Moreover, women were
the first messengers of the word of God in the Gospel, they were true evangelists.
And it seems to me that this Gospel, with this apparently very modest episode, is
offering us in this very Church of St Anne an opportunity to say a heartfelt “thank
you” to all the women who care for the parish, the women who serve in all its dimensions,
who help us to know the Word of God ever anew, not only with our minds but also
with our hearts.
Let us return to
the Gospel: Jesus slept at Peter’s house,
but he rose before dawn while it was still dark and went out to find a deserted
place to pray. And here the true centre of the mystery of Jesus appears.
Jesus was conversing
with the Father and raised his human spirit in communion with the Person of the
Son, so that the humanity of the Son, united to him, might speak in the Trinitarian
dialogue with the Father; and thus, he also made true prayer possible for us. In
the liturgy Jesus prays with us, we pray with Jesus, and so we enter into real contact
with God, we enter into the mystery of eternal love of the Most Holy Trinity.
Jesus speaks to the
Father: this is the source and centre of
all Jesus’ activities; we see his preaching, his cures, his miracles and lastly
the Passion, and they spring from this centre of his being with the Father.
And in this way this
Gospel teaches us that the centre of our faith and our lives is indeed the primacy
of God. Whenever God is not there, the human being is no longer respected either.
Only if God’s splendor shines on the human face, is the human image of God protected
by a dignity which subsequently no one must violate.
The primacy of God.

========================================

### Task instructions:
a. Transcribe the homily passage verbatim from "Jesus was conversing" up to and including "Most Holy Trinity.".
b. Extend the homily passage, beginning directly after its final sentence.

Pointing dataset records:
========================================

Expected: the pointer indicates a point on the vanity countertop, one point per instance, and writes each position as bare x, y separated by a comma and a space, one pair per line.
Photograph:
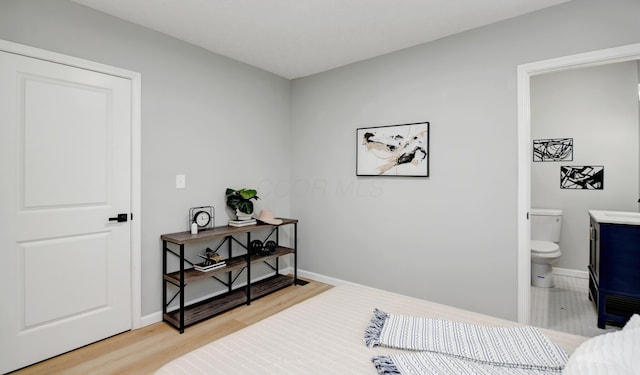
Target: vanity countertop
615, 217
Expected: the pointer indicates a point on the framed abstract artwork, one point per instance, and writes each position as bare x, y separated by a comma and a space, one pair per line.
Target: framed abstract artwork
582, 177
393, 150
558, 149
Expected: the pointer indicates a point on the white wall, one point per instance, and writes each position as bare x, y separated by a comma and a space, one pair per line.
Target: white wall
451, 237
598, 108
220, 122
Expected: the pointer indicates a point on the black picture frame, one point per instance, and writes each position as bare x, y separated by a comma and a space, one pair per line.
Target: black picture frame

========================================

### The replies:
a.
Jesus was conversing
with the Father and raised his human spirit in communion with the Person of the
Son, so that the humanity of the Son, united to him, might speak in the Trinitarian
dialogue with the Father; and thus, he also made true prayer possible for us. In
the liturgy Jesus prays with us, we pray with Jesus, and so we enter into real contact
with God, we enter into the mystery of eternal love of the Most Holy Trinity.

b.
Let us see how the first three requests in the “Our Father” refer precisely to this
primacy of God: that God’s Name be sanctified,
that respect for the divine mystery be alive and enliven the whole of our lives;
that “may God’s Kingdom come” and “may [his] will be done” are two sides of the
same coin; where God’s will is done Heaven already exists, a little bit of Heaven
also begins on earth, and where God’s will is done the Kingdom of God is present.
Since the Kingdom of God
is not a series of things, the Kingdom
of God is the presence of
God, the person’s union with God. It is to this destination that Jesus wants to
guide us.
The centre of his
proclamation is the Kingdom
of God , that is, God as the
source and centre of our lives, and he tells us: God alone is the redemption of man. And we can
see in the history of the last century that in the States where God was abolished,
not only was the economy destroyed, but above all the souls.
Moral destruction
and the destruction of human dignity are fundamental forms of destruction, and renewal
can only come from God’s return, that is, from recognition of God’s centrality.
A Bishop from the
Congo
on an ad limina visit in these days said to me: Europeans generously give us many things for development,
but there is a hesitation in helping us in pastoral ministry; it seems as though
they considered pastoral ministry useless, that only technological and material
development were important. But the contrary is true, he said; where the Word of
God does not exist, development fails to function and has no positive results. Only
if God’s Word is put first, only if man is reconciled with God, can material things
also go smoothly.
The continuation
of the Gospel itself powerfully confirms this. The Apostles said to Jesus: come back, everyone is looking for you. And he
said no, I must go on to the next towns that I may proclaim God and cast out demons,
the forces of evil; for that is why I came.
Jesus came - the
Greek text says, “I came out from the Father” - not to bring us the comforts of
life but to bring the fundamental condition of our dignity, to bring us the proclamation
of God, the presence of God, and thus to overcome the forces of evil. He indicated
this priority with great clarity: I did not
come to heal - I also do this, but as a sign -, I came to reconcile you with God.
God is our Creator, God has given us life, our dignity: and it is above all to him that we must turn.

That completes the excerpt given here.